◆ **SUPPLIED TEXT**:
____________
Image: “Muro Occidentale o del Pianto” (Western Wall or Wailing Wall) by Fabio Mauri (1993) CC BY-NC-SA 2.0 via Flickr


The Day of Archaeology 2012

On the 29th June, archaeologists from around the world will contribute to an innovative mass-blogging project online called the ‘Day of Archaeology‘ . This digital celebration of archaeology is now in its second year following on from a very successful launch in July 2011 and has attracted over 400 archaeologists from all walks of life to share a day in their working lives with the rest of the world by blogging, tweeting, photographing or videoing their working day.

Based on the ‘Day of Digital Humanities‘, this project was the brainchild of PhD students, Matthew Law and Lorna Richardson, who created the idea during a short discussion on Twitter.  It quickly attracted support from a like-minded team of ‘digital’ archaeologists (note, these digital archaeologists work with the digital medium, they aren’t excavating old backup tapes from the archives!). Support for the original project came from the British Museum’s Department of Portable Antiquities and Treasure (Daniel Pett), UCL’s Centre for Digital Humanities (Lorna Richardson), L-P Archaeology (Stuart Eve, Andrew Dufton, Jessica Ogden), Wessex Archaeology (Tom Goskar) and this year they have been joined by the Archaeological Data Service at the University of York, and also by Patrick Hadley, Karen Hart and Jaime Almansa Sánchez.
____________
◆ **STORED DATA**:
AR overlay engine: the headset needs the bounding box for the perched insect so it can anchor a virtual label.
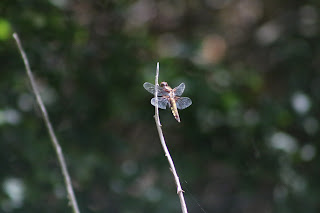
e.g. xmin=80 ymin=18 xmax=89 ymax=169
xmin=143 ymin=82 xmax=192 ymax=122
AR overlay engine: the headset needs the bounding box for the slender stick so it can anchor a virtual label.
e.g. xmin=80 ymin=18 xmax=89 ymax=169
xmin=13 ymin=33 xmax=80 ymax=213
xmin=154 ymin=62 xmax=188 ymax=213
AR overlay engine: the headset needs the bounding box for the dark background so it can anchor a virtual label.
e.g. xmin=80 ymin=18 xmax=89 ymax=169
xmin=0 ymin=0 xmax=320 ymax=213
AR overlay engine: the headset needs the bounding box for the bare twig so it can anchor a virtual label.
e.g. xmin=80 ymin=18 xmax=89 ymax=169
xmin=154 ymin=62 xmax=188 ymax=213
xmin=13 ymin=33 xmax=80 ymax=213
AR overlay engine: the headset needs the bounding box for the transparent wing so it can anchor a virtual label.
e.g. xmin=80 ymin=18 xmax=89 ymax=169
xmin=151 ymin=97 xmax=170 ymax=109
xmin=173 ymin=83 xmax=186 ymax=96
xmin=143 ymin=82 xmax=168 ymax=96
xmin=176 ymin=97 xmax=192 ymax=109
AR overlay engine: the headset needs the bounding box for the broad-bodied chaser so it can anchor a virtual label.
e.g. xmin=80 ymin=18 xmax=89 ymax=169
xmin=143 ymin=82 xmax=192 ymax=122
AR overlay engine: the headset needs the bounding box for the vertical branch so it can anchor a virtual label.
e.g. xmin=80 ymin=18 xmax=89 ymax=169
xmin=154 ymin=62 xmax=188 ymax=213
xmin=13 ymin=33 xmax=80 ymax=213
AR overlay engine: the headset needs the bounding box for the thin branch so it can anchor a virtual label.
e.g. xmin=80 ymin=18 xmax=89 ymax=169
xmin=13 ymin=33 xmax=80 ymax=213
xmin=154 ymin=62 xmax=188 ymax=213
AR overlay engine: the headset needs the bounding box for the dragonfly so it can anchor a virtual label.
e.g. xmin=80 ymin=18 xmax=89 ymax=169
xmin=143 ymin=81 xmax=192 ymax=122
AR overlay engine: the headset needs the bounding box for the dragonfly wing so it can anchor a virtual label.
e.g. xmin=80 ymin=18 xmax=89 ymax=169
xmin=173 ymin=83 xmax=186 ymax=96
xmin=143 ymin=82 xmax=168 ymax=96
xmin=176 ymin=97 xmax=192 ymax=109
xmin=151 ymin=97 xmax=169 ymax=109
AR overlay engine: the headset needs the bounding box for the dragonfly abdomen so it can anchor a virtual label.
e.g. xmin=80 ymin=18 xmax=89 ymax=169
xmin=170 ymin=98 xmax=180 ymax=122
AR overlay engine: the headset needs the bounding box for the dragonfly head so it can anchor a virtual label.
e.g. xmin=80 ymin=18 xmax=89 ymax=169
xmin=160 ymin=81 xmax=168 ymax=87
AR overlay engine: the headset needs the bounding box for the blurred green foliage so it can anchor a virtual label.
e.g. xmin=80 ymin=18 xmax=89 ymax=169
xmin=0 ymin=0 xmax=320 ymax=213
____________
◆ **DIRECTIONS**:
1 > Answer these questions using the Day of Archaeology text:
(a) On what date will archaeologists contribute to the project?
(b) Which two PhD students came up with the idea?
(c) Which group at the University of York joined the project this year?
2 > Edit the stretch of the Day of Archaeology text from "Based on the" through "Jaime Almansa Sánchez.", putting "Facebook" in place of "Twitter".

◆ **RESPONSES TO THE EXERCISE**:
1 >
(a) The 29th of June.
(b) Matthew Law and Lorna Richardson.
(c) The Archaeological Data Service.

2 >
Based on the ‘Day of Digital Humanities‘, this project was the brainchild of PhD students, Matthew Law and Lorna Richardson, who created the idea during a short discussion on Facebook.  It quickly attracted support from a like-minded team of ‘digital’ archaeologists (note, these digital archaeologists work with the digital medium, they aren’t excavating old backup tapes from the archives!). Support for the original project came from the British Museum’s Department of Portable Antiquities and Treasure (Daniel Pett), UCL’s Centre for Digital Humanities (Lorna Richardson), L-P Archaeology (Stuart Eve, Andrew Dufton, Jessica Ogden), Wessex Archaeology (Tom Goskar) and this year they have been joined by the Archaeological Data Service at the University of York, and also by Patrick Hadley, Karen Hart and Jaime Almansa Sánchez.